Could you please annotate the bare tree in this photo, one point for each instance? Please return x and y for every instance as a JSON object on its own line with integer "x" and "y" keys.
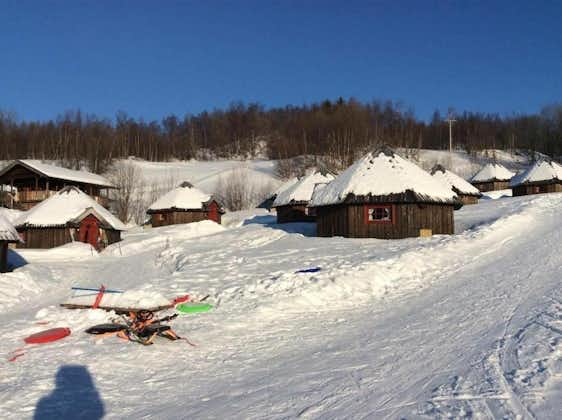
{"x": 126, "y": 177}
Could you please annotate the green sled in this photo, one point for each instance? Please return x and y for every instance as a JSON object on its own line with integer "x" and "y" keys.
{"x": 193, "y": 307}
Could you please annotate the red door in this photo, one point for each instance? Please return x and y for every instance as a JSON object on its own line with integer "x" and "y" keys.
{"x": 214, "y": 212}
{"x": 89, "y": 231}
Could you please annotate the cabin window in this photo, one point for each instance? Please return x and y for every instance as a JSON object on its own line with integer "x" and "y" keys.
{"x": 379, "y": 214}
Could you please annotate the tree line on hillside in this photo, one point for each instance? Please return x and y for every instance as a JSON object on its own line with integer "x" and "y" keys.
{"x": 338, "y": 130}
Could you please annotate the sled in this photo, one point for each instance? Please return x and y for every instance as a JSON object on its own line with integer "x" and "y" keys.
{"x": 117, "y": 309}
{"x": 193, "y": 307}
{"x": 47, "y": 336}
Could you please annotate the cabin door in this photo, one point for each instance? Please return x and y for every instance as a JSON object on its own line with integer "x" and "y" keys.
{"x": 214, "y": 212}
{"x": 89, "y": 231}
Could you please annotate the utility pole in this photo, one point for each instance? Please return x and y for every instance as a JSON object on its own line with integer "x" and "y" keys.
{"x": 450, "y": 120}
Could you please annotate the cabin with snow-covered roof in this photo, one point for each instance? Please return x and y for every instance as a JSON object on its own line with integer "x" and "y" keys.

• • •

**Your task:** Lines from the one with "Could you please annotate the cabin door" through the end of the data: set these down exactly, including both ends and nothing more.

**Task output:**
Could you please annotate the cabin door in this photo, one point for each instance? Please return x and y for every instance as a JSON object on its own line with integer "x" and "y" keys.
{"x": 214, "y": 212}
{"x": 89, "y": 231}
Could you please annotate the utility pole in this photo, one point for each instance? Please return x and y for every instance as a JSON object on its own line with integer "x" and "y" keys.
{"x": 450, "y": 120}
Could you please annotate the cabin with snow-covered roof in this photo, one point for each instance? Please return x and y for every instance as a JSON object on its own line with integer "x" and "y" keys.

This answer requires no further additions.